_TASK STATEMENT:_
Report how many of the lines below contain the string "rock", treating uppercase and lowercase as different, and give only the number.

_DATASET ENTRIES:_
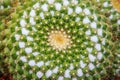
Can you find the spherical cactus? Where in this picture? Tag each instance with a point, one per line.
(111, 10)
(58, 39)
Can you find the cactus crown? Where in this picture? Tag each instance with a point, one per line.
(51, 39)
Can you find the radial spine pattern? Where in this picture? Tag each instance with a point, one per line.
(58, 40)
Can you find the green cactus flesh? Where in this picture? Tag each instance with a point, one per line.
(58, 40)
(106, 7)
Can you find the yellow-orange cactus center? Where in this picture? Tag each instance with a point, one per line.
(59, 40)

---

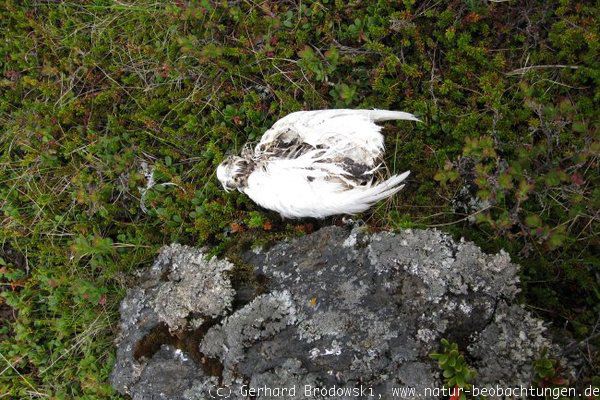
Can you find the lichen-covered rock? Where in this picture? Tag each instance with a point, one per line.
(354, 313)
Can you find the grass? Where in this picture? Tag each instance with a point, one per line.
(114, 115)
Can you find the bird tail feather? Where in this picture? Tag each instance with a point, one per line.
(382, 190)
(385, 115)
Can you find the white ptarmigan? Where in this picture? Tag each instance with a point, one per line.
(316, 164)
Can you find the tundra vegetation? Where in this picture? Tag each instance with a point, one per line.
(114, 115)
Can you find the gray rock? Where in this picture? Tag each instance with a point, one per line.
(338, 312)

* * *

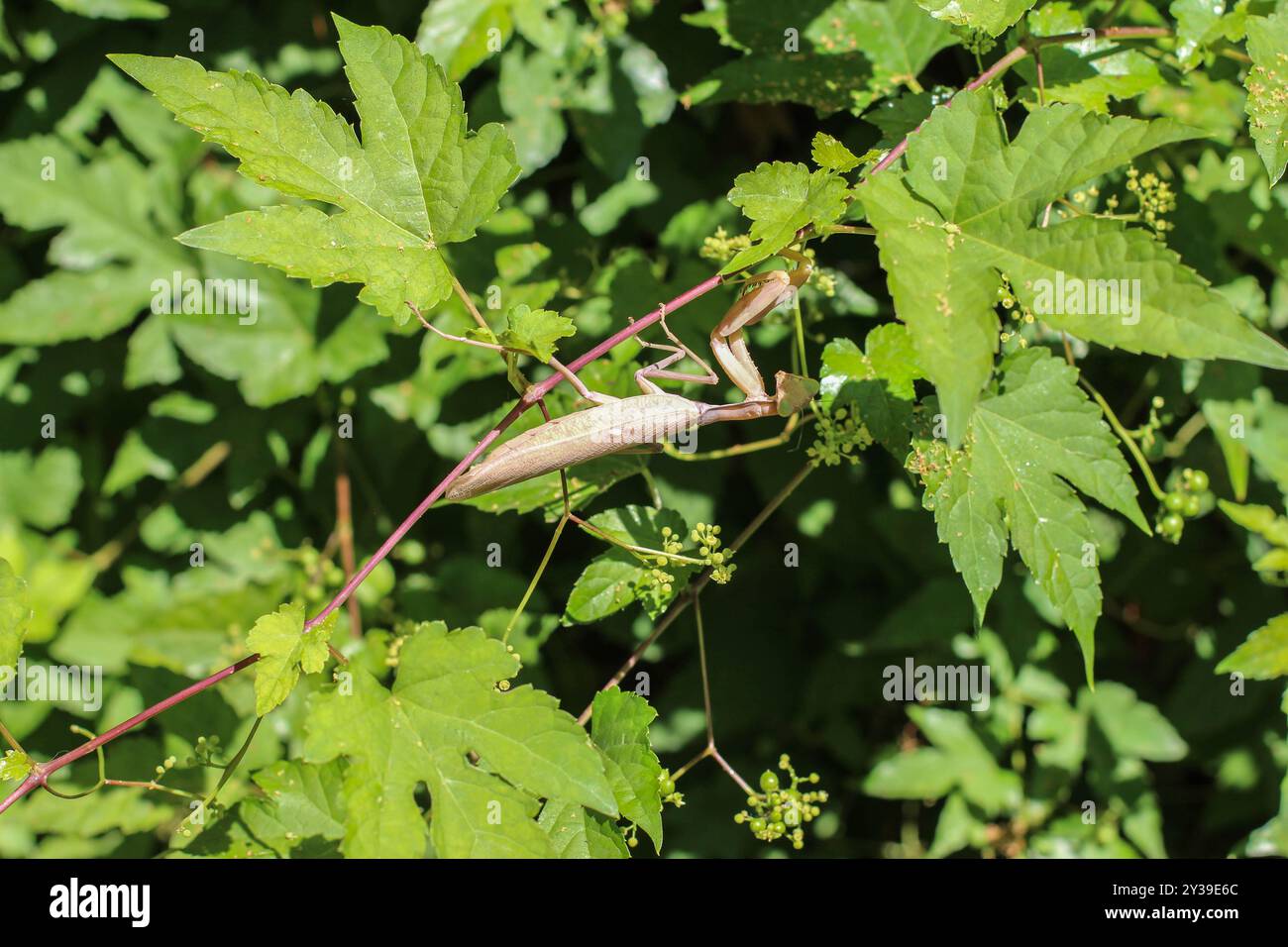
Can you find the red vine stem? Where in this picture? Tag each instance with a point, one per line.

_RESULT BELOW:_
2